**Source extract:**
----------------------------------------
Info

Qwen2.5-0.5B-Medical-ReasonMed370K

A 0.5 billion parameter medical reasoning model fine-tuned on the complete ReasonMed 370K dataset. This model is built on top of Qwen2.5-0.5B-Instruct and trained to perform structured clinical reasoning, differential diagnosis, and evidence-based medical question answering.

Model Details

Base Model: unsloth/Qwen2.5-0.5B-Instruct
Model Size: 0.5B parameters
Fine-tuning Method: LoRA via Unsloth
Training Dataset: ReasonMed 370K (full dataset)
Training Hardware: NVIDIA Tesla T4 (Kaggle free tier)
License: Apache 2.0

Training Details

The model was fine-tuned in two stages, each covering half of the ReasonMed dataset:

Stage 1: Fine-tuned on the first 185,000 samples of ReasonMed using LoRA with the following configuration:

LoRA rank: 8
LoRA alpha: 16
Learning rate: 5e-5
Batch size: 2 with 16 gradient accumulation steps
Max sequence length: 4096
Epochs: 1
Optimizer: AdamW 8-bit

Stage 2: Continued fine-tuning on the remaining 184,983 samples with identical configuration, completing one full pass over the entire 370K dataset.

Both stages used packing=False to ensure every sample was processed individually without truncation.

Dataset

This model was trained on ReasonMed, the largest open-source medical reasoning dataset available, comprising 370,000 high-quality examples distilled from 1.75 million initial reasoning paths generated by multiple large language models.

ReasonMed is built through a multi-agent verification and refinement pipeline that includes an Error Refiner to correct error-prone reasoning steps. Each example combines detailed chain-of-thought reasoning with a concise answer summary, covering a wide range of medical topics including clinical reasoning, differential diagnosis, pharmacology, and medical question answering.
----------------------------------------
**Data extracts:**
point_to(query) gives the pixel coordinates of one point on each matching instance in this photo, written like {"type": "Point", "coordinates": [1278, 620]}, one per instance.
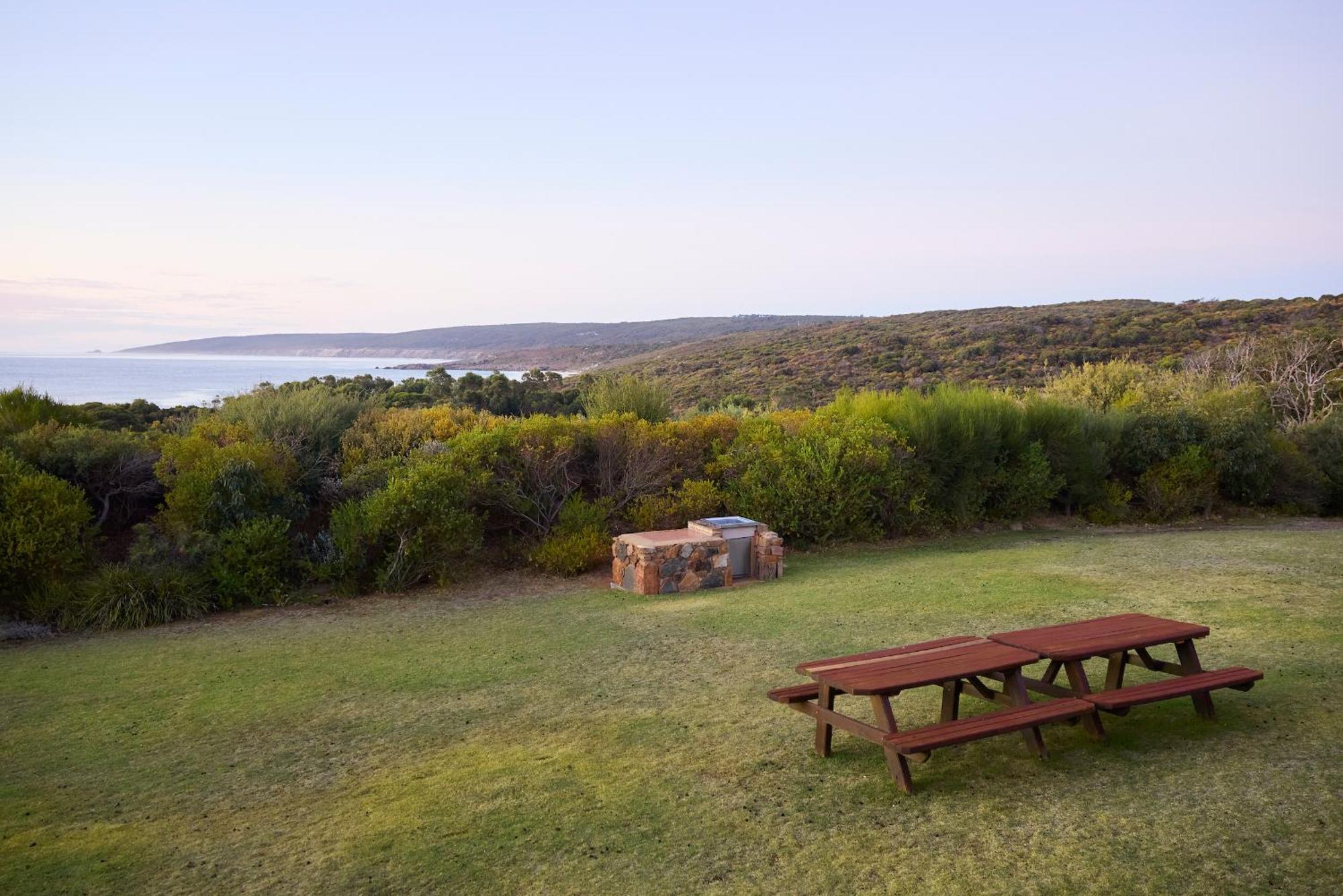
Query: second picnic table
{"type": "Point", "coordinates": [962, 664]}
{"type": "Point", "coordinates": [947, 663]}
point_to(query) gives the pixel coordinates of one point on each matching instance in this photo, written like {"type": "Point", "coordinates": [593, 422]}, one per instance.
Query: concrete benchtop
{"type": "Point", "coordinates": [665, 537]}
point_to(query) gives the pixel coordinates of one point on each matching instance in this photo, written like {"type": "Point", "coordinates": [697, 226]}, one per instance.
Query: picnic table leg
{"type": "Point", "coordinates": [895, 761]}
{"type": "Point", "coordinates": [1078, 679]}
{"type": "Point", "coordinates": [827, 701]}
{"type": "Point", "coordinates": [1016, 689]}
{"type": "Point", "coordinates": [1115, 673]}
{"type": "Point", "coordinates": [952, 699]}
{"type": "Point", "coordinates": [1189, 659]}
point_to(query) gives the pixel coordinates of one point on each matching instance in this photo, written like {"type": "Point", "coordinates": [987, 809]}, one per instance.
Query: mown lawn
{"type": "Point", "coordinates": [563, 738]}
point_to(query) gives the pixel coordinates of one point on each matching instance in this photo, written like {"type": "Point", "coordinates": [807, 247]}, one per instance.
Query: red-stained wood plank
{"type": "Point", "coordinates": [853, 659]}
{"type": "Point", "coordinates": [898, 674]}
{"type": "Point", "coordinates": [1178, 687]}
{"type": "Point", "coordinates": [984, 726]}
{"type": "Point", "coordinates": [796, 694]}
{"type": "Point", "coordinates": [1101, 636]}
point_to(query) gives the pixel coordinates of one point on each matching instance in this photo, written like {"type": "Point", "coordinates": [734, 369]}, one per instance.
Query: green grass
{"type": "Point", "coordinates": [571, 740]}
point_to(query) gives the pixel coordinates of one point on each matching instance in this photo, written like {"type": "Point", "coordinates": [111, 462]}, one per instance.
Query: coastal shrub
{"type": "Point", "coordinates": [1322, 444]}
{"type": "Point", "coordinates": [627, 393]}
{"type": "Point", "coordinates": [221, 475]}
{"type": "Point", "coordinates": [1298, 485]}
{"type": "Point", "coordinates": [1024, 485]}
{"type": "Point", "coordinates": [1238, 426]}
{"type": "Point", "coordinates": [538, 463]}
{"type": "Point", "coordinates": [964, 439]}
{"type": "Point", "coordinates": [116, 470]}
{"type": "Point", "coordinates": [692, 499]}
{"type": "Point", "coordinates": [250, 562]}
{"type": "Point", "coordinates": [306, 423]}
{"type": "Point", "coordinates": [42, 530]}
{"type": "Point", "coordinates": [379, 434]}
{"type": "Point", "coordinates": [1079, 444]}
{"type": "Point", "coordinates": [580, 541]}
{"type": "Point", "coordinates": [126, 596]}
{"type": "Point", "coordinates": [820, 479]}
{"type": "Point", "coordinates": [422, 525]}
{"type": "Point", "coordinates": [25, 407]}
{"type": "Point", "coordinates": [1110, 505]}
{"type": "Point", "coordinates": [1180, 486]}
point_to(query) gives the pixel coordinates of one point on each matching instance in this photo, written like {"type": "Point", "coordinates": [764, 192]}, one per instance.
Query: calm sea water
{"type": "Point", "coordinates": [179, 380]}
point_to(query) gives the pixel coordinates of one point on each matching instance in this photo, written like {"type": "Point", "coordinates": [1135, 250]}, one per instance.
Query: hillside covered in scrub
{"type": "Point", "coordinates": [1005, 346]}
{"type": "Point", "coordinates": [506, 346]}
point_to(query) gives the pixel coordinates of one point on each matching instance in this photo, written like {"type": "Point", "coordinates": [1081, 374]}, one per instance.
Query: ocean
{"type": "Point", "coordinates": [181, 379]}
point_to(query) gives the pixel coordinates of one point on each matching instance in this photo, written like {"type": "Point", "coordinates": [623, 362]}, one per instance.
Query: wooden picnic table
{"type": "Point", "coordinates": [950, 663]}
{"type": "Point", "coordinates": [1125, 640]}
{"type": "Point", "coordinates": [961, 664]}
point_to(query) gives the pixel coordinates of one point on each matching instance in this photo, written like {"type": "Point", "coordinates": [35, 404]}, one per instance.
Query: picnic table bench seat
{"type": "Point", "coordinates": [796, 694]}
{"type": "Point", "coordinates": [947, 734]}
{"type": "Point", "coordinates": [1178, 687]}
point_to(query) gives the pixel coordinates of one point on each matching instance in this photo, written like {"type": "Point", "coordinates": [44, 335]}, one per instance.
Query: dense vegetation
{"type": "Point", "coordinates": [362, 483]}
{"type": "Point", "coordinates": [1012, 348]}
{"type": "Point", "coordinates": [424, 745]}
{"type": "Point", "coordinates": [567, 346]}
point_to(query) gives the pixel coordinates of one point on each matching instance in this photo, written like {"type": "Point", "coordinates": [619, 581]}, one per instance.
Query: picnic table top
{"type": "Point", "coordinates": [1101, 636]}
{"type": "Point", "coordinates": [915, 666]}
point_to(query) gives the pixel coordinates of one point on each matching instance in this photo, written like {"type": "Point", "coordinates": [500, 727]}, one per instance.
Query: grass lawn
{"type": "Point", "coordinates": [565, 738]}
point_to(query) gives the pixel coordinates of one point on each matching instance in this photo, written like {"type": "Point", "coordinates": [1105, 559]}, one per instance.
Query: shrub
{"type": "Point", "coordinates": [580, 541]}
{"type": "Point", "coordinates": [1180, 486]}
{"type": "Point", "coordinates": [692, 499]}
{"type": "Point", "coordinates": [42, 528]}
{"type": "Point", "coordinates": [22, 408]}
{"type": "Point", "coordinates": [962, 438]}
{"type": "Point", "coordinates": [379, 435]}
{"type": "Point", "coordinates": [124, 596]}
{"type": "Point", "coordinates": [1298, 485]}
{"type": "Point", "coordinates": [221, 475]}
{"type": "Point", "coordinates": [1322, 443]}
{"type": "Point", "coordinates": [628, 393]}
{"type": "Point", "coordinates": [1110, 506]}
{"type": "Point", "coordinates": [116, 470]}
{"type": "Point", "coordinates": [250, 562]}
{"type": "Point", "coordinates": [1024, 486]}
{"type": "Point", "coordinates": [1238, 426]}
{"type": "Point", "coordinates": [307, 423]}
{"type": "Point", "coordinates": [821, 479]}
{"type": "Point", "coordinates": [1079, 444]}
{"type": "Point", "coordinates": [421, 526]}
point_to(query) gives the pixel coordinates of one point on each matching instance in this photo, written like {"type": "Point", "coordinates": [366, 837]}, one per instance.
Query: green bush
{"type": "Point", "coordinates": [628, 393]}
{"type": "Point", "coordinates": [692, 499]}
{"type": "Point", "coordinates": [1024, 486]}
{"type": "Point", "coordinates": [1110, 506]}
{"type": "Point", "coordinates": [22, 408]}
{"type": "Point", "coordinates": [42, 530]}
{"type": "Point", "coordinates": [116, 470]}
{"type": "Point", "coordinates": [966, 440]}
{"type": "Point", "coordinates": [580, 541]}
{"type": "Point", "coordinates": [250, 562]}
{"type": "Point", "coordinates": [421, 526]}
{"type": "Point", "coordinates": [221, 475]}
{"type": "Point", "coordinates": [126, 596]}
{"type": "Point", "coordinates": [1079, 444]}
{"type": "Point", "coordinates": [307, 423]}
{"type": "Point", "coordinates": [821, 479]}
{"type": "Point", "coordinates": [1322, 443]}
{"type": "Point", "coordinates": [1180, 486]}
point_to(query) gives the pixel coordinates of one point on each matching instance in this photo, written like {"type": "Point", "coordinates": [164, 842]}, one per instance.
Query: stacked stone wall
{"type": "Point", "coordinates": [688, 566]}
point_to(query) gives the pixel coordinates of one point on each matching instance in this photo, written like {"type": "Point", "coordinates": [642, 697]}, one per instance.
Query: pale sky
{"type": "Point", "coordinates": [186, 169]}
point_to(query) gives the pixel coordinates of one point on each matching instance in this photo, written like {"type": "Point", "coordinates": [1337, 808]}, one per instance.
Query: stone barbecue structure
{"type": "Point", "coordinates": [708, 553]}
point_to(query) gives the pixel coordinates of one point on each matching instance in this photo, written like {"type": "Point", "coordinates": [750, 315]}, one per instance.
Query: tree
{"type": "Point", "coordinates": [113, 468]}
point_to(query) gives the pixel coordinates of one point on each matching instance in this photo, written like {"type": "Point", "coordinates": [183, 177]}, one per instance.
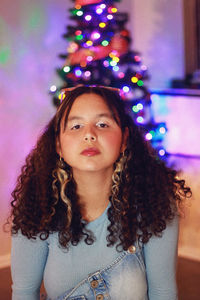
----------------------------------------
**Work task 1:** Copy the medical model card word for word from "Both stages used" to "and medical question answering.".
**Work task 2:** Extend the medical model card past its final sentence, keeping the same style.

**Answer box 1:**
Both stages used packing=False to ensure every sample was processed individually without truncation.

Dataset

This model was trained on ReasonMed, the largest open-source medical reasoning dataset available, comprising 370,000 high-quality examples distilled from 1.75 million initial reasoning paths generated by multiple large language models.

ReasonMed is built through a multi-agent verification and refinement pipeline that includes an Error Refiner to correct error-prone reasoning steps. Each example combines detailed chain-of-thought reasoning with a concise answer summary, covering a wide range of medical topics including clinical reasoning, differential diagnosis, pharmacology, and medical question answering.

**Answer box 2:**
For more details on the dataset, refer to the official repository: https://github.com/alibaba-damo-academy/ReasonMed

What the Model Can Do

After training on the full ReasonMed dataset, the model demonstrates the ability to:

Work through clinical presentations step by step
Generate differential diagnoses with reasoning for each option
Rule out unlikely diagnoses with justification
Provide structured final answers with clinical pearls
Reason through medical multiple choice questions with explanation

Demo

The screenshot above shows the model running through a clinical scenario involving hypothyroidism, demonstrating its ability to identify key symptoms, interpret lab values, and produce a structured response with management guidance.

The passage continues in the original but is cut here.